- **Directions**:
Can you find every line in the listing below that contains the string "outline" with the same capitalization, and copy each of those lines in full?
◇ ◇ ◇ ◇
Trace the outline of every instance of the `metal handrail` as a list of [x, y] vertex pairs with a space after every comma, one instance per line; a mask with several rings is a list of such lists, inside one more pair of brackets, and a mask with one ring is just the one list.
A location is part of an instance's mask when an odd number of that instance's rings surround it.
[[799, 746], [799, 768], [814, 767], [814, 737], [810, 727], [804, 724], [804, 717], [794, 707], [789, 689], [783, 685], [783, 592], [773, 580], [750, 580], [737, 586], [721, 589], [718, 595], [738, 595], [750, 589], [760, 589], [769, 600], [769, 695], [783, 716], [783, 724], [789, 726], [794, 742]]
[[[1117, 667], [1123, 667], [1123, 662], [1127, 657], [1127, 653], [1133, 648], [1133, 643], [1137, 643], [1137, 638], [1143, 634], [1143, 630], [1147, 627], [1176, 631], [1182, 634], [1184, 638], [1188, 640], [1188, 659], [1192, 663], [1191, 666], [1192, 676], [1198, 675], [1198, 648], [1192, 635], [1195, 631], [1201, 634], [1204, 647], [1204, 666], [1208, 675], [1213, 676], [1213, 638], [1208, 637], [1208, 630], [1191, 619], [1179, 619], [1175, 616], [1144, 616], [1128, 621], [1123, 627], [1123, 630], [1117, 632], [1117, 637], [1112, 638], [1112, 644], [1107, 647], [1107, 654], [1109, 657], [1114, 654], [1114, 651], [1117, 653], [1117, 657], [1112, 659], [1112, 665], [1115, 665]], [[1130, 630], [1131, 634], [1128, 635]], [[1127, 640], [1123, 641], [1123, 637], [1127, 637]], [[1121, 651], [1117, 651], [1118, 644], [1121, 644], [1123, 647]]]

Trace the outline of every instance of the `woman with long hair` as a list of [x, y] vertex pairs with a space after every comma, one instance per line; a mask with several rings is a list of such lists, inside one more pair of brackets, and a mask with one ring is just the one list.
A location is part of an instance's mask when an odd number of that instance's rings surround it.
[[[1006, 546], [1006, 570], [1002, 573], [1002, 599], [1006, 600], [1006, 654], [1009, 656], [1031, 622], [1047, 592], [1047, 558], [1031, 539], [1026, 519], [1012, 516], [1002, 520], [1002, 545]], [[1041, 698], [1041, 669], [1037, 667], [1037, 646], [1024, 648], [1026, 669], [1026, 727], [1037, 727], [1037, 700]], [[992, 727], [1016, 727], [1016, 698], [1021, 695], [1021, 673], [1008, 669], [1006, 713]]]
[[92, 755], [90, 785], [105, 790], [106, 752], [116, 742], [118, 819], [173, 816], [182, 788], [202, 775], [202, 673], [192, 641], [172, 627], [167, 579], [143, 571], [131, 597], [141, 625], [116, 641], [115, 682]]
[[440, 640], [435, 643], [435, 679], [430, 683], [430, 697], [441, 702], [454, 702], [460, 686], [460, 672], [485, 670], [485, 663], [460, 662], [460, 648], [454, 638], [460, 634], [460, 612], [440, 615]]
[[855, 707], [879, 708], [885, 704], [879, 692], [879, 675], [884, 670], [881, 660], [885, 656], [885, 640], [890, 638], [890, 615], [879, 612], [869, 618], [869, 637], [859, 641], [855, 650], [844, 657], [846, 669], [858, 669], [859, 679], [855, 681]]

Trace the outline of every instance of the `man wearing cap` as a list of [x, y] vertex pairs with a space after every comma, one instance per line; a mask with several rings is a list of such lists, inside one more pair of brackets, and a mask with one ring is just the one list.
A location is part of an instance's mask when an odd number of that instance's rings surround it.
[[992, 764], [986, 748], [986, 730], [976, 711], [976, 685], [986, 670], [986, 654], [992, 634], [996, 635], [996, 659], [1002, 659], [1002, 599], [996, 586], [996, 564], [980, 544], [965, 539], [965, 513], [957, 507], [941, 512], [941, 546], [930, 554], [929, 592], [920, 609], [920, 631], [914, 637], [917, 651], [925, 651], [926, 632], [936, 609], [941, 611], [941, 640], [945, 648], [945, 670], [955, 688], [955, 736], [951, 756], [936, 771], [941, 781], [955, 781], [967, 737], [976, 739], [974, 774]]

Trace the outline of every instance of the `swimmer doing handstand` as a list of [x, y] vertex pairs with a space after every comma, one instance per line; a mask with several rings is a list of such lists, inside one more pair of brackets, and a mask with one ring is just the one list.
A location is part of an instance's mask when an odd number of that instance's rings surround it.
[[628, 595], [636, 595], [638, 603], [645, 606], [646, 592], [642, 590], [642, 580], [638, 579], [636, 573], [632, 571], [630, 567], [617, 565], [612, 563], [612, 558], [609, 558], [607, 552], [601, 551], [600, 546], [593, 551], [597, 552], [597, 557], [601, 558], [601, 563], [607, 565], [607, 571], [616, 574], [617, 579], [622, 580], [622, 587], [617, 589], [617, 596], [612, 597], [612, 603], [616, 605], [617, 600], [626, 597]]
◇ ◇ ◇ ◇
- **Result of the task**:
Trace the outline of every instance of the `metal handrail` as a list of [x, y] vertex pairs with a space after every comma, one instance per line; a mask with several rings is a list of such lists, inside one more pair of brackets, and a mask with one ring is just the one list.
Trace the outline of every instance of the `woman with long hair` as a list of [x, y] vertex pairs with a space after every comma, one instance per line; a mask with several rings is a list of such lists, inside one more pair of brackets, and a mask with one ring is just the one list.
Trace the outline of every instance of the `man wearing cap` as a list of [x, y] vertex pairs with a space after every comma, one instance per line; a mask with several rings is a list of such lists, inside one more pair of brackets, and a mask with one ring is just the one list.
Trace the outline of every instance of the `swimmer doing handstand` as a list of [x, y] vertex pairs with a space after every comma, one instance per line; a mask with several rings is a list of such lists, inside one more pair of brackets, and a mask with one ring is just the one list.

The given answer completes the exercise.